> **ACTIVITY 1**: Retype the Roche–Prothena article from "Under the deal, both" up to and including "milestone totalling $45m.".
> **ACTIVITY 2**:
For each statement below, answer yes or no based on the Roche–Prothena article. Quote the words from the article that decide each answer.
(a) Roche and Prothena will split US development and commercialization costs and profits equally.
(b) Roche alone is responsible for developing and commercializing PRX002 outside the US.
(c) Prothena will receive an upfront payment and near-term clinical milestone totaling $45m.
> **ACTIVITY 3**: Carry on the Roche–Prothena article from the point where it stops.

Roche and Prothena to jointly develop and promote antibodies for Parkinson’s treatment

Roche and Prothena have entered into a collaboration to develop and commercialise antibodies that target alpha-synuclein, including PRX002, Prothena's monoclonal antibody for the treatment of Parkinson's disease (PD).

Park protein

Roche and Prothena have entered into a collaboration to develop and commercialise antibodies that target alpha-synuclein, including PRX002, Prothena’s monoclonal antibody for the treatment of Parkinson’s disease (PD).

Under the deal, both the firms will jointly develop PRX002 for Parkinson’s disease and potentially other synucleinopathies.

In the US, Prothena also has an option to co-promote PRX002, while the development, commercialisation costs and profits will be shared on a 70/30 basis by Roche and Prothena respectively.

Roche will have sole responsibility for developing and commercialising PRX002 outside the US and it will pay Prothena up to double-digit royalties on net sales.

The deal will see Prothena receive an upfront payment and near-term clinical milestone totalling $45m.

Prothena is also eligible to receive additional payments of about $380m upon the achievement of development, regulatory and first commercial sales milestones, as well as up to an additional $175m in ex-US commercial milestone payments.

According to the firms, the total worldwide upfront and milestone payments may amount up to $600m.

Under the deal, the firms will also start a research collaboration focused on optimising early stage antibodies targeting alpha-synuclein including incorporation of Roche’s proprietary Brain Shuttle technology to increase delivery of therapeutic antibodies to the brain.

Roche neuroscience and small molecules research Luca Santarelli said Parkinson’s is a severely debilitating and progressive neurodegenerative disease that leads to both a gradual worsening of motor function and cognitive and behavioral alterations.

> **INPUT DATA**:
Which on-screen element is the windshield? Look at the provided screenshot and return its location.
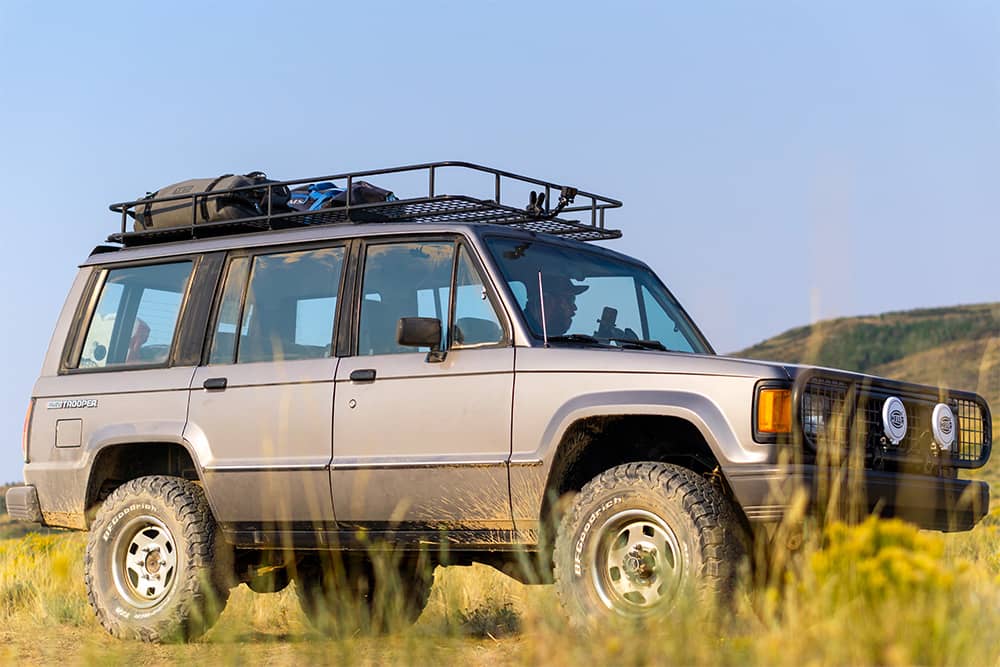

> **ANSWER AREA 1**:
Under the deal, both the firms will jointly develop PRX002 for Parkinson’s disease and potentially other synucleinopathies.

In the US, Prothena also has an option to co-promote PRX002, while the development, commercialisation costs and profits will be shared on a 70/30 basis by Roche and Prothena respectively.

Roche will have sole responsibility for developing and commercialising PRX002 outside the US and it will pay Prothena up to double-digit royalties on net sales.

The deal will see Prothena receive an upfront payment and near-term clinical milestone totalling $45m.

> **ANSWER AREA 2**:
(a) No: "the development, commercialisation costs and profits will be shared on a 70/30 basis by Roche and Prothena respectively."
(b) Yes: "Roche will have sole responsibility for developing and commercialising PRX002 outside the US"
(c) Yes: "The deal will see Prothena receive an upfront payment and near-term clinical milestone totalling $45m."

> **ANSWER AREA 3**:
"Currently, there is no treatment that modifies its course, and by targeting one of Parkinson’s key molecular determinants, PRX002 has the potential to slowdown or reduce its progression."

"Currently, there is no treatment that modifies its course, and by targeting one of Parkinson’s key molecular determinants, PRX002 has the potential to slowdown or reduce its progression," Santarelli said.

"This approach is consistent with our strategy in other neurodegenerative diseases, such as alzheimer’s, Huntington, multiple sclerosis or spinal muscular atrophy, where we target the molecular pathophysiology and intervene early with the objective to slowdown or halt the progression of disease."

PRX002 is currently in preclinical development and is scheduled to enter Phase I clinical trials in patients with PD in 2014.

Alpha-synuclein is one protein from Synuclein proteins, a family of charged proteins found throughout the body.

Found extensively in neurons, alpha-synuclein is claimed to be a major component of pathological inclusions that characterise several neurodegenerative disorders such as PD, dementia with Lewy bodies, neurodegeneration with brain iron accumulation type 1, and multiple system atrophy, which collectively are termed synucleinopathies.

Prothena president and chief executive officer Dale Schenk said: "By combining Roche’s expertise with our own, this collaboration will greatly enhance our development efforts with PRX002 and allow us to move forward in a more comprehensive manner."